Material for this task
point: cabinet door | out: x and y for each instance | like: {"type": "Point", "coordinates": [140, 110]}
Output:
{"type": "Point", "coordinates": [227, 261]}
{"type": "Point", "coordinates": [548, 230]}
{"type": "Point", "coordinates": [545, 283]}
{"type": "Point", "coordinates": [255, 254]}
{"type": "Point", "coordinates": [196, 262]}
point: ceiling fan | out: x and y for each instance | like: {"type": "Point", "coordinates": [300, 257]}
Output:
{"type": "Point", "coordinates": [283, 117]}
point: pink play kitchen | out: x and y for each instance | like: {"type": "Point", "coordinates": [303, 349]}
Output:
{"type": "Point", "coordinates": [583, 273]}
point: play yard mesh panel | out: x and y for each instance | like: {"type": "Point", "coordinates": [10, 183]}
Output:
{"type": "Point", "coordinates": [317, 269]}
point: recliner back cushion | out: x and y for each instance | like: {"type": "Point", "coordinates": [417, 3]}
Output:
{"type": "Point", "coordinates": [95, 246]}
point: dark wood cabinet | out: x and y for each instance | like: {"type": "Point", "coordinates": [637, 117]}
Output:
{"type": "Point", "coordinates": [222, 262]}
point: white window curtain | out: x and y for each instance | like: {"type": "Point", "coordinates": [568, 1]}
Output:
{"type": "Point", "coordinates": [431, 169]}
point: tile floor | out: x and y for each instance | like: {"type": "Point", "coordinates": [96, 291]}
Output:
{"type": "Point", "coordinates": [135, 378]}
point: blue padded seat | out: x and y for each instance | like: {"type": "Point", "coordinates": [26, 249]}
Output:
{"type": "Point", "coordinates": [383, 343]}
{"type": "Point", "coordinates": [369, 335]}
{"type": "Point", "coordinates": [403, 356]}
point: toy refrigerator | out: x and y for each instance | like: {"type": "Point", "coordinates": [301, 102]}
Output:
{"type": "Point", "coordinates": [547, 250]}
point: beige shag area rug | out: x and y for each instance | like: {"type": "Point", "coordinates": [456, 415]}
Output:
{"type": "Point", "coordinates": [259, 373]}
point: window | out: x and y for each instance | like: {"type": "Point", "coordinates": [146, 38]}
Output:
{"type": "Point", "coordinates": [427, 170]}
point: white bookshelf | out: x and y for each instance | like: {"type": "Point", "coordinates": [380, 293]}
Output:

Task goal
Transcribe the whole listing with nothing added or left out.

Answer below
point: cabinet door | out: x and y for each instance | like: {"type": "Point", "coordinates": [140, 110]}
Output:
{"type": "Point", "coordinates": [227, 261]}
{"type": "Point", "coordinates": [548, 230]}
{"type": "Point", "coordinates": [545, 283]}
{"type": "Point", "coordinates": [255, 254]}
{"type": "Point", "coordinates": [196, 262]}
point: ceiling fan | out: x and y for each instance | like: {"type": "Point", "coordinates": [300, 257]}
Output:
{"type": "Point", "coordinates": [283, 117]}
point: pink play kitchen | out: x and y for each instance | like: {"type": "Point", "coordinates": [303, 349]}
Output:
{"type": "Point", "coordinates": [583, 273]}
point: play yard mesh panel | out: x and y for each instance | like: {"type": "Point", "coordinates": [10, 183]}
Output:
{"type": "Point", "coordinates": [317, 269]}
point: recliner back cushion | out: x and y for each instance | like: {"type": "Point", "coordinates": [417, 3]}
Output:
{"type": "Point", "coordinates": [95, 246]}
point: dark wood cabinet | out: x and y for each instance | like: {"type": "Point", "coordinates": [637, 117]}
Output:
{"type": "Point", "coordinates": [222, 262]}
point: white window curtain | out: x and y for each instance | like: {"type": "Point", "coordinates": [568, 1]}
Output:
{"type": "Point", "coordinates": [431, 169]}
point: tile floor | out: x and y for each instance | like: {"type": "Point", "coordinates": [96, 291]}
Output:
{"type": "Point", "coordinates": [135, 378]}
point: blue padded seat | out: x and y for each instance | like: {"type": "Point", "coordinates": [26, 249]}
Output:
{"type": "Point", "coordinates": [383, 343]}
{"type": "Point", "coordinates": [369, 335]}
{"type": "Point", "coordinates": [403, 356]}
point: toy refrigerator | out: x and y for each instance | like: {"type": "Point", "coordinates": [301, 102]}
Output:
{"type": "Point", "coordinates": [547, 250]}
point: beige shag area rug | out: x and y for each instance | like: {"type": "Point", "coordinates": [456, 415]}
Output:
{"type": "Point", "coordinates": [259, 373]}
point: window | out: x and y for each instance | like: {"type": "Point", "coordinates": [146, 38]}
Output:
{"type": "Point", "coordinates": [427, 170]}
point: white bookshelf | out: x and y for each instance | like: {"type": "Point", "coordinates": [380, 293]}
Output:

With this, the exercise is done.